It was one of those nights when the rain seemed determined to wash the whole town away. Sheets of water hammered against the windows, the roads were nearly deserted, and most people were asleep behind locked doors. My husband was resting lightly, as doctors often do when they know the doorbell might ring at any moment.
Sometime past midnight, the bell rang.
The emergency night staff called him downstairs. “Doctor, there’s a patient.”
When he reached the entrance, he saw two young boys standing at the gate of the clinic porch. The smell of alcohol hung thick in the air. One of them was struggling to keep the other upright. The injured boy was slumped against him, barely conscious, his weight hanging heavily on his friend’s shoulder.
“What happened?” my husband asked.
The friend spoke with urgency. They had slipped from the motorbike.
Even in that brief moment, my husband could tell the injury was serious. Head injury. Possible internal bleeding. It was the kind of case that needed immediate hospitalization and proper documentation.
At that time, head injuries from road accidents were medico-legal cases, and private practitioners were not permitted to handle them. Such cases had to be admitted to a government hospital where proper legal procedures could be followed.

Your goal →
Reproduce the passage about the rainy-night visit to the clinic from "Sometime past midnight, the" to "from the motorbike.", word for word. Rely on nothing but the text above.

Recorded data →
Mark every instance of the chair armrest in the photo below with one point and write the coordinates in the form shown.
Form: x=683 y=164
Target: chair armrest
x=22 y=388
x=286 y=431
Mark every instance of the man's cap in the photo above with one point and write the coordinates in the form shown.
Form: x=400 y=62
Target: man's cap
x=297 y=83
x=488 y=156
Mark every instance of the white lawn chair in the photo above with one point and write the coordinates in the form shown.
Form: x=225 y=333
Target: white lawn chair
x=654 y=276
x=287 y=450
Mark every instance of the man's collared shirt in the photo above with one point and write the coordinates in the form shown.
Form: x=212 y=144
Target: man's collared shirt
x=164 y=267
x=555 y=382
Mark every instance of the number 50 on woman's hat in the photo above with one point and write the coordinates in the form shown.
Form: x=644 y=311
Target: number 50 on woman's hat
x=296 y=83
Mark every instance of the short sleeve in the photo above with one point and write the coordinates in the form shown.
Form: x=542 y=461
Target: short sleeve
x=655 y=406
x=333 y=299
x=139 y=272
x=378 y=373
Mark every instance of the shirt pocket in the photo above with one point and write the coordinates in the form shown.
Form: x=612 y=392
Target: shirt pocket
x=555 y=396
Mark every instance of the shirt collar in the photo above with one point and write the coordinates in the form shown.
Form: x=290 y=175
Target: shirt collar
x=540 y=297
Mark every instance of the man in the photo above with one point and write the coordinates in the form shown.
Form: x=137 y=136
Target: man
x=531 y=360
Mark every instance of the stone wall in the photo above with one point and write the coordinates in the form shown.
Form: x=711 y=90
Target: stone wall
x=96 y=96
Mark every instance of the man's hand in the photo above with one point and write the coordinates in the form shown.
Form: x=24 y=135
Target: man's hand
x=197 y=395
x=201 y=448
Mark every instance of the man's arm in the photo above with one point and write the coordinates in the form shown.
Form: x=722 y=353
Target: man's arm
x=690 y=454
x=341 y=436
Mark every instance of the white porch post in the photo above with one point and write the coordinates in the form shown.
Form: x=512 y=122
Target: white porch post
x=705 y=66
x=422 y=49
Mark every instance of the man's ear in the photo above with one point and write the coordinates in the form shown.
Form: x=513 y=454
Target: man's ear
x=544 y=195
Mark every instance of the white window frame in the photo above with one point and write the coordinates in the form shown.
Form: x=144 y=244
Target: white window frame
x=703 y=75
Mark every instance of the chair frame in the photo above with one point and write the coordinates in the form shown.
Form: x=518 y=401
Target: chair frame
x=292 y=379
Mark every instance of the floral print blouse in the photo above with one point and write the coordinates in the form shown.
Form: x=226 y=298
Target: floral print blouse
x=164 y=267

Finished exercise →
Sometime past midnight, the bell rang.
The emergency night staff called him downstairs. “Doctor, there’s a patient.”
When he reached the entrance, he saw two young boys standing at the gate of the clinic porch. The smell of alcohol hung thick in the air. One of them was struggling to keep the other upright. The injured boy was slumped against him, barely conscious, his weight hanging heavily on his friend’s shoulder.
“What happened?” my husband asked.
The friend spoke with urgency. They had slipped from the motorbike.